Given text
[start]

Now the road builders roads are congested by hippies with picket signs yelling "Fascist" and "We are the 99%!!!" Rather than do something about the totally uncooperative RV manufacture flouting industry standards, they expect all the road builders to expand all the roads to 8 lane highways for free, and not raise the price. They cite the Autoban as an example of how "all of Europe" is better than what we have. Meanwhile the road builder is accepting offers on the road and quietly trying to buy a chain of pizza places because this is just to infuriating to deal with anymore.
Support is Redhats only real product... (ok, they probably do development work to if you pay them to)
I'm sure they would support competitors products if you put it in your support contract. This is more like them clarifying "Our cheapest support contracts doesn't cover 3rd party stuff" but I guarantee if you're a top tier customer they're going to bend over backwards to help you. It's not like their Oracle and you're stuck with them. Their competitors OS's are compatible and just as free as theirs.

[end]

Record set

[start]

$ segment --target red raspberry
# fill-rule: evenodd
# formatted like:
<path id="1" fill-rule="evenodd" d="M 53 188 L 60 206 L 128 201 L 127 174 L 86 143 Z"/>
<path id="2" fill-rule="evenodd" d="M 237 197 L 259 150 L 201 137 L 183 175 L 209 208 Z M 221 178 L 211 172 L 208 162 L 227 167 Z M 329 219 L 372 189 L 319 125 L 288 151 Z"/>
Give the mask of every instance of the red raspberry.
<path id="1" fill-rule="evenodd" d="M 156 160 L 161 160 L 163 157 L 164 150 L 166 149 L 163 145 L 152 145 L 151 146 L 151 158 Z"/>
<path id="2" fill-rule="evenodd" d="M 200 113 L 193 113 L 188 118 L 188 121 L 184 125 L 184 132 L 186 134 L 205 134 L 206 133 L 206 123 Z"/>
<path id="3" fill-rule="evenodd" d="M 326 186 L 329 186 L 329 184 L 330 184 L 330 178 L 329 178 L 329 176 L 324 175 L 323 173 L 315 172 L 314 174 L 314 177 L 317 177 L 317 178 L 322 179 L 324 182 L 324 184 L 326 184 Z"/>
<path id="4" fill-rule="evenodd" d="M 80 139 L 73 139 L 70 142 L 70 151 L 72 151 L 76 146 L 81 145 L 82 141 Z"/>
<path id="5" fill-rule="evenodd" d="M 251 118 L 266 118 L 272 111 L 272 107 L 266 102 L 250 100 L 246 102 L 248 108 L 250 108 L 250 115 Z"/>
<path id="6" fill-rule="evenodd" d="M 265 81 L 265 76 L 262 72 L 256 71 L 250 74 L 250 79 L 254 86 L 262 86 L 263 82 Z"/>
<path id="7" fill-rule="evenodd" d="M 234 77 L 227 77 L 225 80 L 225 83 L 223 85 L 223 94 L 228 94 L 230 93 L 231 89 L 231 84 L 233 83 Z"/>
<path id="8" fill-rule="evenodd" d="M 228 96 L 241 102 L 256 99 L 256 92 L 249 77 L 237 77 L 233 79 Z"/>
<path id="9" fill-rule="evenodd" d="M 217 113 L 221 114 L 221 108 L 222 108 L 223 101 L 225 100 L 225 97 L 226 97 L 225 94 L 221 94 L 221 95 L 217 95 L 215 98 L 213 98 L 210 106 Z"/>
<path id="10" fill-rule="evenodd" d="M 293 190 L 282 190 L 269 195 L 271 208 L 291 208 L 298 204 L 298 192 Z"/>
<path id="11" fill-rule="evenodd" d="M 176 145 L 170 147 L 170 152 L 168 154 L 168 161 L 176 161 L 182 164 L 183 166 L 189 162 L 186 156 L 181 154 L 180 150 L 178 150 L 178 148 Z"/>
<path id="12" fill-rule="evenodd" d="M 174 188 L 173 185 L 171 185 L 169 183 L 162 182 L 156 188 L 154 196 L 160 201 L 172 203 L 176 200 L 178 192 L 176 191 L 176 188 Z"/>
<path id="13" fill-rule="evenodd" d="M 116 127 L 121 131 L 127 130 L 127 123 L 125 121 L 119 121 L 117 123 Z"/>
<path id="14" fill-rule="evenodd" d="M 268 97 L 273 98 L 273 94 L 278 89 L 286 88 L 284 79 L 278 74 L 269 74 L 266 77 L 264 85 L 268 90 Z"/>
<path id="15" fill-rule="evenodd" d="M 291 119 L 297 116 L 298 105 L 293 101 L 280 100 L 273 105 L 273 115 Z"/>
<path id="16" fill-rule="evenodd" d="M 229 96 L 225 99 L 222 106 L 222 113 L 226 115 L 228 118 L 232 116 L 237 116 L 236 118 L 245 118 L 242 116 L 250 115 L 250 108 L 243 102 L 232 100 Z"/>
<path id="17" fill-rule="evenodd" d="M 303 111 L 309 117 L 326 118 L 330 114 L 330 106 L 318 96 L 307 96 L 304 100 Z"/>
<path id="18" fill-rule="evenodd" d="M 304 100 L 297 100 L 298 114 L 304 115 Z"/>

[end]

Given task 1
Duplicate the passage about Redhat support, starting with "Now the road" and going on through "pay them to)".
Given task 2
According to the passage about Redhat support, what is Redhat's only real product?
Given task 3
Continue the passage about Redhat support from where it stops.

Task answer 1
Now the road builders roads are congested by hippies with picket signs yelling "Fascist" and "We are the 99%!!!" Rather than do something about the totally uncooperative RV manufacture flouting industry standards, they expect all the road builders to expand all the roads to 8 lane highways for free, and not raise the price. They cite the Autoban as an example of how "all of Europe" is better than what we have. Meanwhile the road builder is accepting offers on the road and quietly trying to buy a chain of pizza places because this is just to infuriating to deal with anymore.
Support is Redhats only real product... (ok, they probably do development work to if you pay them to)

Task answer 2
Support.

Task answer 3
Google is only installing fiber in major metropolitan areas. They have a few thousand people served. At best you'll see major markets like New York, Chicago, Austin, etc...
Most places in this country will literally never get fiber. ISPs are slowing deployment of it due to expense. I suspect the ISPs are concerned a wireless tech breakthrough could torpedo their business... and they very well may be right.
Customers always go with the cheapest provider, so they can't afford infrastructure improvements without cutting themselves out of the market.
Actually, as long as you force them to disclose the transfer caps, it becomes a potential selling point. When I was forced to transfer to an ISP with a cap, it didn't take me more than a month to see my usage. I certainly know that transfer was an important point when I was shopping for my VPS.
Yes, but the ISP doesn't want you. They want you to go away. They want your parents. You moving to a provider with a higher cap is a good thing. (at least for now)
As for 'infrastructure', I'd have to point out that much of the rest of the developed world manages to offer 10-1000 mbit to 'everyone'.
Not even remotely true. Only 1 country on earth has above 50% broadband coverage: Liechtenstein http://en.wikipedia.org/wiki/L... It's all about population density. The more tightly your population is packed in, the cheaper it is to serve them.
My 'free market' solution is to start removing artificial barriers towards companies running their own infrastructure. I'd downright subsidize 'neighborhood cooperatives'. It's a known fact that if you even threaten these guys with competition that suddenly it's profitable to offer 100X the service at the same price.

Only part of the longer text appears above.